Stored items:

· · · ·

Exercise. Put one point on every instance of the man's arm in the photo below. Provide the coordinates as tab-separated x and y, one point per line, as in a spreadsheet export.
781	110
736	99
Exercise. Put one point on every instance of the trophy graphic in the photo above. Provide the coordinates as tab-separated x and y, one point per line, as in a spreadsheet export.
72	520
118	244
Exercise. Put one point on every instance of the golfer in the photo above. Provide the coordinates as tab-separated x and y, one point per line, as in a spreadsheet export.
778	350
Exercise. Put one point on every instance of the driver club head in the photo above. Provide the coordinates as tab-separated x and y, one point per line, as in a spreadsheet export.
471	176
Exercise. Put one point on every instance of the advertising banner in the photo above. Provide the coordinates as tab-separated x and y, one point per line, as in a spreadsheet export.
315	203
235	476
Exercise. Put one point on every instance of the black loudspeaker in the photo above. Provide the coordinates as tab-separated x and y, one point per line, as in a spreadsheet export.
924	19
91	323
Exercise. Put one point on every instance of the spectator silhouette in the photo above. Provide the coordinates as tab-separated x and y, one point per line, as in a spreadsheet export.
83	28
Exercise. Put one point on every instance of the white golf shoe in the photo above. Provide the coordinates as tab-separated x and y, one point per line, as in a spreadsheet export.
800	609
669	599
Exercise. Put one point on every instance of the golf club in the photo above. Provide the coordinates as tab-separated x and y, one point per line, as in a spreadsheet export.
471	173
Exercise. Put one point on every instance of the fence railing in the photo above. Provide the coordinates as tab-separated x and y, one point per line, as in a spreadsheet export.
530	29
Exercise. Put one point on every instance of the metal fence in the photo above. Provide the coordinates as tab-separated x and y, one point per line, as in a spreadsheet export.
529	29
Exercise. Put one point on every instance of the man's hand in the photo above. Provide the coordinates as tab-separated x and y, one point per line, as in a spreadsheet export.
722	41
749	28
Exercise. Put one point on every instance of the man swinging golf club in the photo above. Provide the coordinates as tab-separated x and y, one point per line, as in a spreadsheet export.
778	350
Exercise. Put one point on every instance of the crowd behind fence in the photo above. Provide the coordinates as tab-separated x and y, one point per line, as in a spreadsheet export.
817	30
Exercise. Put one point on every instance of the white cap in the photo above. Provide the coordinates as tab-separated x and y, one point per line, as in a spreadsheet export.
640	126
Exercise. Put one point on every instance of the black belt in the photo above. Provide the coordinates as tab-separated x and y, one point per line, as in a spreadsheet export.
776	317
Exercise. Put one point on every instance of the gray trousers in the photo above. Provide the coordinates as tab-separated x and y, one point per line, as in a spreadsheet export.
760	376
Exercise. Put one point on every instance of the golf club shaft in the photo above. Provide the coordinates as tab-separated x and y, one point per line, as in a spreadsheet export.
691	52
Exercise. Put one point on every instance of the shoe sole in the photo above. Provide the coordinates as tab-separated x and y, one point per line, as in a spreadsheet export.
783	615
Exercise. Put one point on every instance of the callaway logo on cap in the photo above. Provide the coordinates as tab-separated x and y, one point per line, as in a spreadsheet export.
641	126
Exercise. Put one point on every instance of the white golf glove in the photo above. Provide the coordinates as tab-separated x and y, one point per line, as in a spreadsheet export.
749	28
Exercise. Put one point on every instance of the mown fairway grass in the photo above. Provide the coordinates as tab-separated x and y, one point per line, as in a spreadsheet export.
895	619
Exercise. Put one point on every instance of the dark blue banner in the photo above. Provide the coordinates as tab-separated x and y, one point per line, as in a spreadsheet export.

· · · ·

The exercise:
Output the data above exactly, please, line for line.

Result:
Exercise. Put one point on every instance of the man's arm in the photo below. Provide the coordinates as tab-separated x and y, one point per line, as in a spreadsheet export.
781	110
736	99
Exercise. Put one point on every instance of the trophy graphic in the photo above. Provide the coordinates as tab-separated x and y, one point per line, as in a spreadsheet export.
72	520
118	244
Exercise. Put one point on every instance of the golfer in the photo above. Provide the coordinates as tab-separated x and y, one point per line, as in a spreadsheet export.
778	350
Exercise. Put one point on every instance of the driver club head in the photo above. Provide the coordinates as tab-separated x and y, one point per line, as in a spreadsheet export.
471	176
Exercise. Put one point on every instance of the advertising banner in the photo above. Provide the coordinates as tab-separated x and y, one point per line, as in a spreadsheet export.
315	203
235	476
Exercise. Put one point on every instance of the black loudspeaker in the photo above. Provide the coordinates as tab-separated x and y, one point per line, as in a spreadsheet export.
924	19
91	323
Exercise. Put one point on every instance of the spectator silhouette in the photo above. Provide the coordinates as tab-separated x and y, one point per line, as in a spreadsheet export.
83	28
Exercise. Put one point on every instance of the white golf shoe in the photo above. Provide the coordinates as tab-separated x and y, one point per line, as in a spreadsheet export.
800	609
669	599
Exercise. Put one point on every instance of the golf club in the photo above. Provide the coordinates as tab-separated x and y, one point per line, as in a spreadsheet export.
471	173
Exercise. Put one point on every instance of the fence railing in the photo above. Provide the coordinates as tab-separated x and y, one point per line, as in a spreadsheet export.
530	29
Exercise. Put one point on every instance of the metal fence in the photo above. Provide the coordinates as tab-separated x and y, one point per line, as in a spreadsheet export.
529	29
Exercise. Put one point on every instance of the man's hand in the photo above. Provide the coordinates as tab-separated x and y, one point per line, as in a spreadsheet export.
722	41
749	28
Exercise. Put one point on every instance of the man swinging golf club in the photo above. Provide the coordinates as tab-separated x and y, one point per line, as in a spreadsheet export.
778	350
Exercise. Put one point on every instance of the crowd behind fence in the photo above. Provide the coordinates as tab-separated x and y, one point per line, as in a spreadsheet export.
817	30
Exercise. Put one point on every instance of the white cap in the photo above. Provide the coordinates as tab-separated x and y, one point per line, as in a spreadsheet export.
640	126
Exercise. Put one point on every instance of the black belt in the photo above. Provide the coordinates as tab-separated x and y, one point per line, as in a spreadsheet export.
776	317
Exercise. Put one point on every instance of the gray trousers in the photo above. Provide the coordinates as tab-separated x and y, one point per line, as in a spreadsheet export.
760	376
Exercise. Put one point on every instance of the golf club shaft in the photo above. Provide the coordinates as tab-separated x and y, one point per line, as in a spreadsheet export.
691	52
Exercise. Put one point on every instance of the shoe sole in the photo above. Provide the coordinates as tab-separated x and y, one point per line, as in a spreadsheet export.
783	615
Exercise. Put one point on every instance of the callaway logo on cap in the photo above. Provide the coordinates as tab-separated x and y, one point per line, as in a spreadsheet export.
641	126
Exercise. Put one point on every instance of the white golf glove in the photo above. Provide the coordinates as tab-separated x and y, one point per line, as in a spreadsheet export.
749	28
Exercise. Put one point on every instance of the mown fairway grass in the photo above. Provide the coordinates as tab-separated x and y, one point per line, as in a spreadsheet export.
895	619
Exercise. Put one point on every instance of the dark blue banner in the photo above. Provide the coordinates as tab-separated x and y, one point per line, as in a spreadsheet export.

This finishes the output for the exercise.